Given task
Give back the entries from the line containing "find | scaffolding" through the end of the entries, with "autumn tree" renamed to "fall tree" and nothing else altered.

Entries supplied

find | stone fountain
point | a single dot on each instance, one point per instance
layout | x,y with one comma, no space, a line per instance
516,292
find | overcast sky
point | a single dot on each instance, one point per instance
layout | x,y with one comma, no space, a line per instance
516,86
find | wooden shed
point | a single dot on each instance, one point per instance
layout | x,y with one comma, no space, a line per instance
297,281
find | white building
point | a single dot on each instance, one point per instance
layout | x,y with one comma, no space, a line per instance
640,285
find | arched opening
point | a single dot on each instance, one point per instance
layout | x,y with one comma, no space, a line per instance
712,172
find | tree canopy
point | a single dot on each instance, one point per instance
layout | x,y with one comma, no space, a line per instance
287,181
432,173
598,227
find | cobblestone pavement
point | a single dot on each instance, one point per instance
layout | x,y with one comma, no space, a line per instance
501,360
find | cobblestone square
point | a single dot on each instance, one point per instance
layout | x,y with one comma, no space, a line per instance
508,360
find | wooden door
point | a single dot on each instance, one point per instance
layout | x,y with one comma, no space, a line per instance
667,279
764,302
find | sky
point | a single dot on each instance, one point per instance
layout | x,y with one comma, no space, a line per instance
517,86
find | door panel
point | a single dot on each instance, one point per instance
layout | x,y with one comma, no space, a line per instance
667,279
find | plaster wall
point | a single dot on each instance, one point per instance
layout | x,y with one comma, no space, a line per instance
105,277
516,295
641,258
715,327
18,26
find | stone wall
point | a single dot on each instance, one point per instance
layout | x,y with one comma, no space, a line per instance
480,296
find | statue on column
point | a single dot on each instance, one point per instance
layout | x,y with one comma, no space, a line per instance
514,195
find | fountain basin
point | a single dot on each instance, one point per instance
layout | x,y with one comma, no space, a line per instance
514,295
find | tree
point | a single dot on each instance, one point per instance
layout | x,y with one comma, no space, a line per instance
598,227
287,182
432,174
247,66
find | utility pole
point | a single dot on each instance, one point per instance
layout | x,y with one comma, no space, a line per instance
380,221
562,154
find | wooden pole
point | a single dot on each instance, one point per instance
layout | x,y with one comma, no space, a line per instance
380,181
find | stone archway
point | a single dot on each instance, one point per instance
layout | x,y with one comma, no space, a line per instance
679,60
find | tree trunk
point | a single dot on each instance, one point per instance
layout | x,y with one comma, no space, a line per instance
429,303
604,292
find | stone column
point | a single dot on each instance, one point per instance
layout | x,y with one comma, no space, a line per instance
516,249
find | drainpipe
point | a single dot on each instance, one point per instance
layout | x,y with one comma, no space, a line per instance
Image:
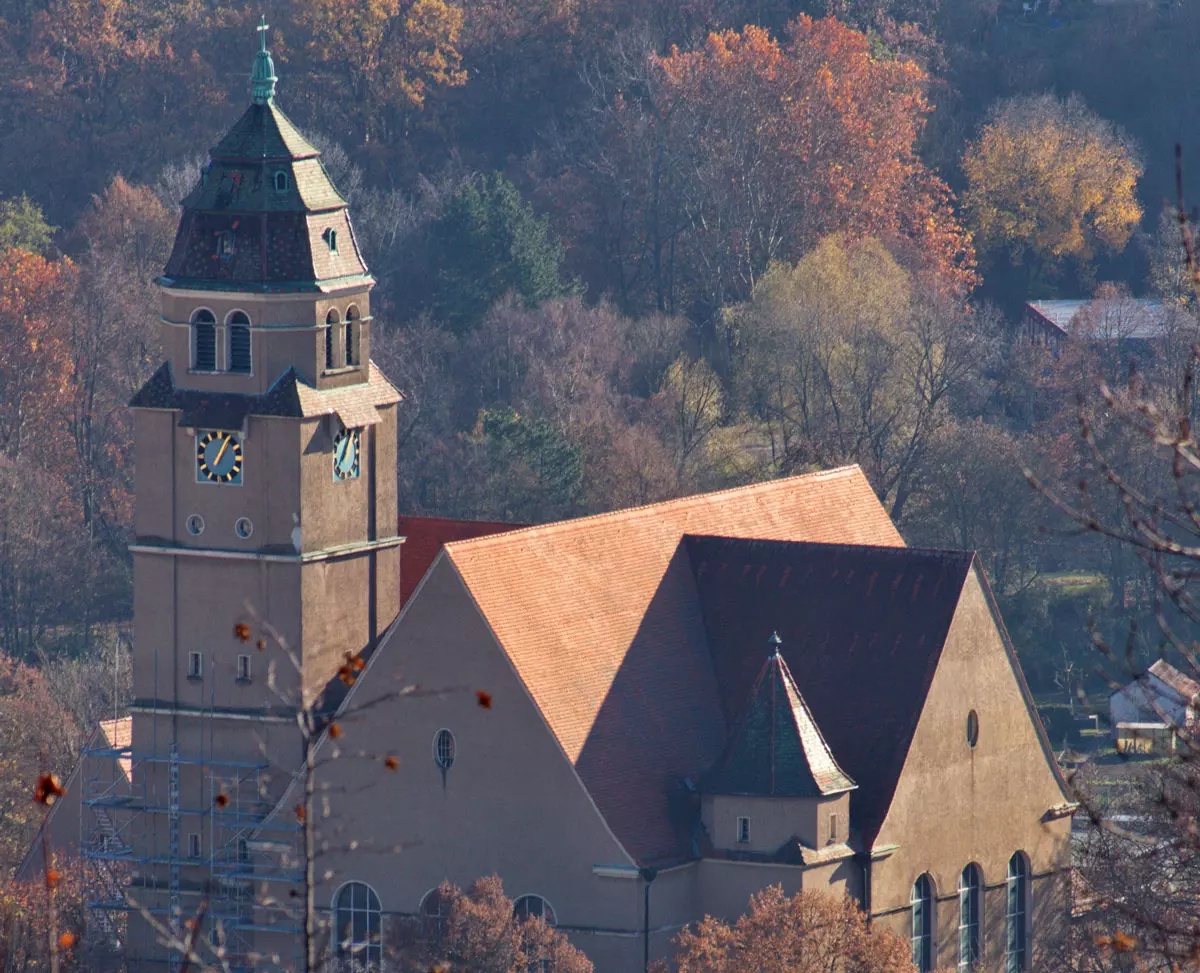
648,876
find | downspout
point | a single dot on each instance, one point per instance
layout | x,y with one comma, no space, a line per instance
648,876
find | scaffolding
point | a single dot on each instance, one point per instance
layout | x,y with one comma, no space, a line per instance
137,865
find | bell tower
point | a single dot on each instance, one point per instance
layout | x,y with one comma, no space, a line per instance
265,500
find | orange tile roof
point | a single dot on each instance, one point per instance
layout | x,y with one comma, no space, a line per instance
593,611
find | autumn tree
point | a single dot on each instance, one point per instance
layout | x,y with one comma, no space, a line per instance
808,932
1050,180
714,163
478,932
843,360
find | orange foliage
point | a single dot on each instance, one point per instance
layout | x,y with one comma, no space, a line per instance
35,365
787,143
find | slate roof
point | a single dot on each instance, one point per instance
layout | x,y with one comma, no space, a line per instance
1135,318
601,619
862,629
291,396
775,749
1182,684
279,232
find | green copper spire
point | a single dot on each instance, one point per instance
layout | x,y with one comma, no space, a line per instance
262,77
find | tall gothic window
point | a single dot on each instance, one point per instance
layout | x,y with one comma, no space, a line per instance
204,342
357,928
970,907
331,320
239,343
1017,914
923,924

Answer to the problem
find | scaffolding
point | a single dot on each instance, one point per instance
layout | x,y with one comma, no space, a line per instance
137,865
find | bell tower
point | a single dot on each instance, one point per instance
layout | x,y with one comma, no space, a line per instance
265,500
find | orange tile roof
point | a single dot on each instance, one point per instance
layout | x,y with one comma, no space, a line per instance
593,611
find | fall tree
point | a single dot on each instance, one point per instance
layout | x,y with one comma, no space, a line per instance
808,932
1050,180
714,163
478,932
843,360
find | orange foliage
point | a single dot on each instance, one point per instance
layout | x,y with one comma, no space, a line per instance
35,365
787,143
find | slate roof
point | a single dot on each instance, one point per instance
layout | x,y with one comma, no space, a line per instance
1135,318
601,619
862,629
291,396
775,749
1182,684
279,232
find | green copper spire
point | a single dot on each instance, one point per instance
layout | x,y with one comma, no space, a line per instance
262,77
find | tall gothic window
point | a single dot on each instance, one point per instance
layout | x,y with one comma, no space, a line per instance
204,342
357,928
970,907
331,320
239,343
1017,914
923,924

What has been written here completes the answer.